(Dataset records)
--------------------------------------------------

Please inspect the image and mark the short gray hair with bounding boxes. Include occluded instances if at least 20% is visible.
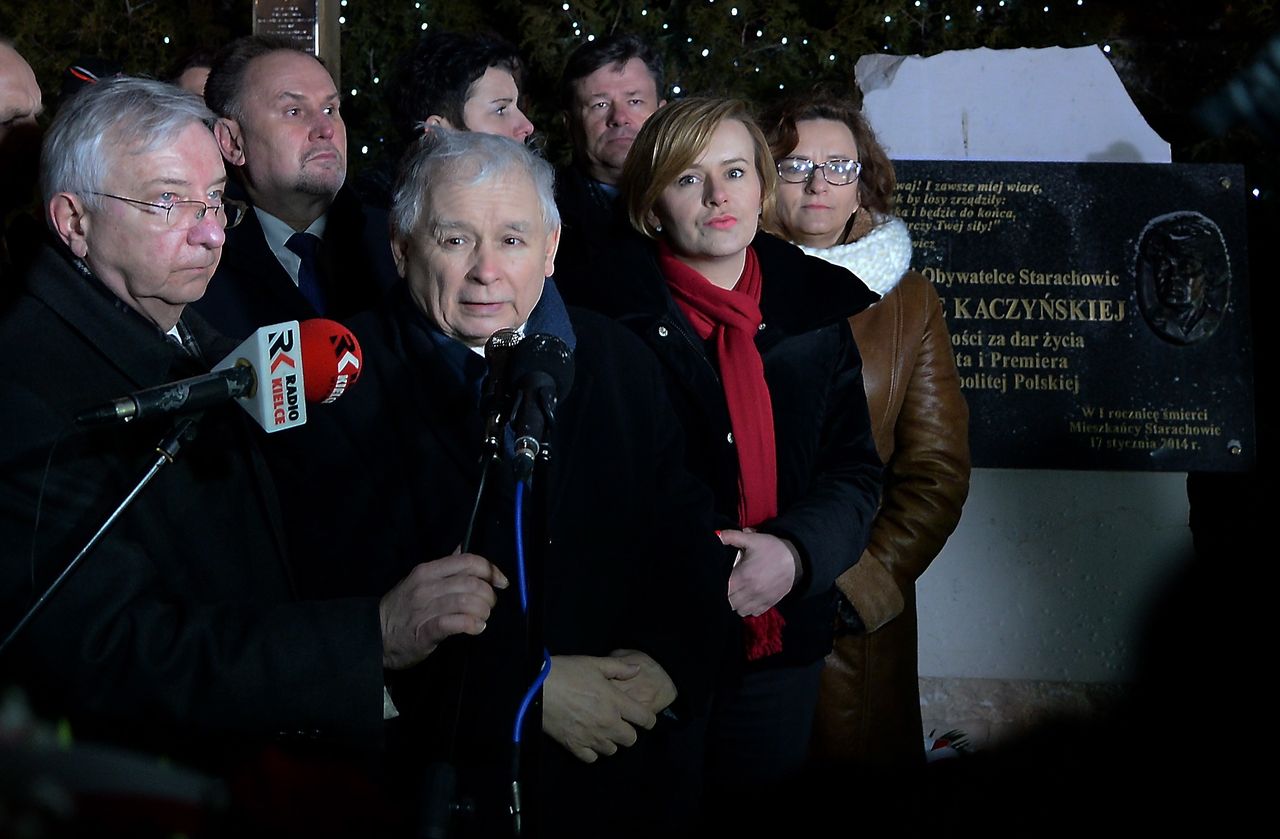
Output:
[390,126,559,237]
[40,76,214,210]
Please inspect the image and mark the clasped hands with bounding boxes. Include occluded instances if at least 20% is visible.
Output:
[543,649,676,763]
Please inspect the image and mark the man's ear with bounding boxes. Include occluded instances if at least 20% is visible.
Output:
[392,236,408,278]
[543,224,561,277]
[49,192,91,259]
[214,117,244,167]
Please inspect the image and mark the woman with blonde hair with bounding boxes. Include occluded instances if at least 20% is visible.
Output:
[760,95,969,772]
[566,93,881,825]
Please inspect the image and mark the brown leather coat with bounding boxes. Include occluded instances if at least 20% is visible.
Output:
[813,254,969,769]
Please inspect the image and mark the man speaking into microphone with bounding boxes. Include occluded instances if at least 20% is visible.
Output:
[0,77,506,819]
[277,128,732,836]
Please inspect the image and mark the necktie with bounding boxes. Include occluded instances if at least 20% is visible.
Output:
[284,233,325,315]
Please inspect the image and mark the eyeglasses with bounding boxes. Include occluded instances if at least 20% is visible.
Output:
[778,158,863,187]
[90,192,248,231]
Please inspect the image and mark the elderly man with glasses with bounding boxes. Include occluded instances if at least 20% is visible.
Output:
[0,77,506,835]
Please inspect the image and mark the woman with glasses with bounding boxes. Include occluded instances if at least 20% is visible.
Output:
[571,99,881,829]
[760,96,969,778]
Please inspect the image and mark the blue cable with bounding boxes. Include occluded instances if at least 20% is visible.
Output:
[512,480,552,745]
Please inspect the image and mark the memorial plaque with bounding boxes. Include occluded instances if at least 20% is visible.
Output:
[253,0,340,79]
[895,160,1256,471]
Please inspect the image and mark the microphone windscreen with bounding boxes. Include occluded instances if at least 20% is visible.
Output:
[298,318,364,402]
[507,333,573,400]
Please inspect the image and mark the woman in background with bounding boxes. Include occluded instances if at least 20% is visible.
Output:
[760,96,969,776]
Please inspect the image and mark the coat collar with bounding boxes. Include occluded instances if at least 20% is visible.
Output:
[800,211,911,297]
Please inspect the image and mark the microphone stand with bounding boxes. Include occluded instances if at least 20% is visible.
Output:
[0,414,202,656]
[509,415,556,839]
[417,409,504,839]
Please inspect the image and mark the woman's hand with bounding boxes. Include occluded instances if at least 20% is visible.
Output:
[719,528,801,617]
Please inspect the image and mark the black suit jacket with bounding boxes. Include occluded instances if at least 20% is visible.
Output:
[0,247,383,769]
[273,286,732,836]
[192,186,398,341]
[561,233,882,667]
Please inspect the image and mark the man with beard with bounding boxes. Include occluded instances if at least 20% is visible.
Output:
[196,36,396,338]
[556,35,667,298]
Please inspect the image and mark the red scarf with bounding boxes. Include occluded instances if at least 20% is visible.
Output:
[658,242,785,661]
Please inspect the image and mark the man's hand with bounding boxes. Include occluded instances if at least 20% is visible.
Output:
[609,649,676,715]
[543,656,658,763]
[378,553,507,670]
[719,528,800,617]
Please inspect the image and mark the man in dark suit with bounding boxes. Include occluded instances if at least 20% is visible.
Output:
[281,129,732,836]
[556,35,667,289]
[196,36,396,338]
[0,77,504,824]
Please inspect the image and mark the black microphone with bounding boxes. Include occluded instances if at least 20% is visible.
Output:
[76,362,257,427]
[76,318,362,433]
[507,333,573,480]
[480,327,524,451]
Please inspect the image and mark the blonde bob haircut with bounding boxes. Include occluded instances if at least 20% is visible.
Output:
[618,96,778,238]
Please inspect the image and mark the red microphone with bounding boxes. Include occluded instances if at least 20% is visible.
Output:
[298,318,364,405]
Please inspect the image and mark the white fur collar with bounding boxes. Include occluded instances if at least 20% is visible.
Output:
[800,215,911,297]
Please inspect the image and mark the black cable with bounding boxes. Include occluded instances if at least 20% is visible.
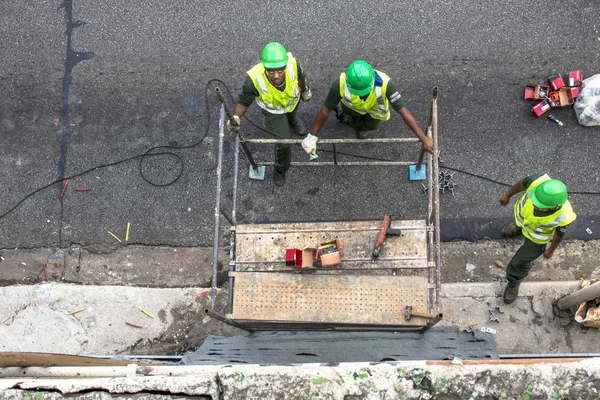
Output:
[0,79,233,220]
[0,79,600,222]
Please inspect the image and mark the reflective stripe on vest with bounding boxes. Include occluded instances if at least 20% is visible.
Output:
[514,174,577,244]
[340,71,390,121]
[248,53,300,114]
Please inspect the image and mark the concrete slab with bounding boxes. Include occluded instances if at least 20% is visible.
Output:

--------------------------------------------------

Give every line of the rows above as a JSON list of strings, one string per line, omitting blank lines. Leave the pictures out.

[
  "Please inspect the image and mark the short gray hair with bounding boxes. Include occluded instances if at least 20% is visible.",
  "Output:",
  "[390,126,559,237]",
  "[40,76,214,210]",
  "Please inspect the image and mark the clasped hands with bounding boxes. Include occluded instances if at least 20% is visible.",
  "Output:",
  "[543,649,676,763]",
  "Please inspect the image and mark the man's ear with bounding boxes. Include occluded instances if at least 20% is visible.",
  "Output:",
  "[392,236,408,278]",
  "[543,224,561,277]",
  "[49,192,91,259]",
  "[214,117,244,167]",
  "Please inspect the image and mark the woman with blonde hair with bounding boxes. Include occluded instances if at least 20% is visible.",
  "Output:",
  "[760,95,969,772]",
  "[566,93,881,825]",
  "Please inspect the image and mark the brown leather coat with bounding boxes. Include occluded instances if at least 20% is visible.",
  "Output:",
  "[813,254,969,769]",
  "Please inspect the image and mark the man speaking into microphone with bounding boxes. Include occluded instances if at least 20% is visible.",
  "Output:",
  "[0,77,506,819]",
  "[277,128,732,836]",
  "Please inspect the image and mark the necktie with bounding boxes. Include occluded instances if at least 20% is visible.",
  "Output:",
  "[284,233,325,315]",
  "Please inspect the image and mark the eyeglasses with bounding boxes. Include occluded instances if at least 20% is visible.",
  "Output:",
  "[778,158,863,187]",
  "[90,192,248,231]",
  "Please inspect the image and mark the elderly man with glasses with bounding boxes. Include occluded instances if at least 20% is visible.",
  "Output:",
  "[0,77,506,835]",
  "Please inspect the image and mark the woman with glasses with bounding boxes. Include occluded instances if at least 20% is visible.",
  "Output:",
  "[571,99,881,829]",
  "[760,96,969,778]",
  "Please inspect the image and mark the blue cable with bounding boxes. Include occluded instances if at least 20% is visible.",
  "Output:",
  "[512,480,552,745]",
  "Please inspect the image and mark the memorial plaque with bounding boxes. Include occluded instances if at least 20% is visible.",
  "Output:",
  "[253,0,340,79]",
  "[895,160,1256,471]",
  "Please inspect the image and mark the microphone windscreen with bounding boxes. Include occluded instances if at least 20% is visible.",
  "Output:",
  "[298,318,364,402]",
  "[507,333,573,400]",
  "Please inspect the image and mark the woman in background with bounding boxes. Include occluded instances if at least 20% is visible.",
  "Output:",
  "[760,96,969,776]",
  "Please inspect the image and mark the coat collar with bounding boxes. Include occluded instances if at least 20% is visible.",
  "Output:",
  "[800,211,911,297]",
  "Please inspect the image and mark the microphone stand with bounding boxes. Include occluded instances if at least 20% is visible.",
  "Output:",
  "[0,414,202,656]",
  "[509,415,556,839]",
  "[417,409,504,839]",
  "Please inspect the image and mark the woman's hand with bounding boxes. Include occluded instances if at least 20% is visible.",
  "Output:",
  "[719,528,801,617]",
  "Please inspect the image and mark the black suit jacket with bounding boxes. Include occluded instances if at least 20% is visible.",
  "Output:",
  "[0,247,383,769]",
  "[273,286,732,836]",
  "[192,186,398,341]",
  "[561,233,882,667]",
  "Please inspect the image and mark the man with beard with bounding boxes. Include occluded instances if at least 20% is visible.",
  "Output:",
  "[196,36,396,338]",
  "[556,35,667,298]",
  "Please inspect the image and mark the red scarf with bounding boxes. Include occluded instances if at least 20% is visible.",
  "Output:",
  "[658,242,785,661]",
  "Please inspect the image and mark the man's hand with bounding boxes. Include occluded instances if at least 20% is visible.",
  "Output:",
  "[609,649,676,715]",
  "[543,656,658,763]",
  "[378,553,507,670]",
  "[719,528,800,617]",
  "Please inspect the image and mark the man in dark suit with bounding boxes. Include occluded instances if at least 20% is visible.",
  "Output:",
  "[281,129,732,836]",
  "[556,35,667,289]",
  "[196,36,396,338]",
  "[0,77,504,824]",
  "Please inspect the image and mark the black microphone with bounding boxes. Include occluded instances if at least 20% is visible.",
  "Output:",
  "[76,362,257,427]",
  "[76,318,362,433]",
  "[507,333,573,480]",
  "[480,327,524,451]",
  "Please inspect the image and mark the blonde bob haircut with bounding boxes. Include occluded instances if at least 20% is visible.",
  "Output:",
  "[618,96,778,238]",
  "Please inspect the image and mark the red microphone with bounding boxes. Include occluded instances if at least 20% is visible.",
  "Output:",
  "[298,318,364,405]",
  "Please inspect the image and mark the white fur collar with bounding boxes. Include occluded instances if at least 20% is visible.",
  "Output:",
  "[800,215,911,297]",
  "Please inspect the image and mark the black cable with bounding boxes. Include occluded instances if at least 20% is visible.",
  "Output:",
  "[0,79,233,220]",
  "[0,79,600,222]",
  "Please inspect the image and mark the reflective stripe on vest with bounding boxes. Include occluded instances if at least 20% is visible.",
  "Output:",
  "[514,174,577,244]",
  "[340,71,390,121]",
  "[248,53,300,114]",
  "Please inspect the image and mark the concrete slab with bounding boxes. Include occluded instances if at least 20% is visible.",
  "Output:"
]